Saved entries:
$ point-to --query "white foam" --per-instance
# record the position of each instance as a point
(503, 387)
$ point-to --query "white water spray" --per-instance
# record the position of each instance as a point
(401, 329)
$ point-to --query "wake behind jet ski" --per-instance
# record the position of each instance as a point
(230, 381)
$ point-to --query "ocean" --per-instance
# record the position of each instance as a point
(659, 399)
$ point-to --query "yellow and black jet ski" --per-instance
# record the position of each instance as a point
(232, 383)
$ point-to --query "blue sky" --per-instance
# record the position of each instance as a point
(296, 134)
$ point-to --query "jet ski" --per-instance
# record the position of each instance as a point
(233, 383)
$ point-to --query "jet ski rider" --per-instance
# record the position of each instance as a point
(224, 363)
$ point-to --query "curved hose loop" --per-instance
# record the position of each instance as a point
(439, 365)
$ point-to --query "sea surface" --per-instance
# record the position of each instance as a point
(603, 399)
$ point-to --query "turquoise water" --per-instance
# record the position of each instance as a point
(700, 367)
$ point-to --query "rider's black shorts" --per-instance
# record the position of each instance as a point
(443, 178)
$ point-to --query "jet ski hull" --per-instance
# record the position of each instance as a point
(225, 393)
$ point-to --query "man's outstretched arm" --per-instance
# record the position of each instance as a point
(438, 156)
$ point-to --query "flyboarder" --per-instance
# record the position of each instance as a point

• About this task: When a line above contains the string "black", copy that line.

• Problem solution:
$ point-to --query "yellow and black jet ski" --per-instance
$ point-to --query "rider's black shorts" --per-instance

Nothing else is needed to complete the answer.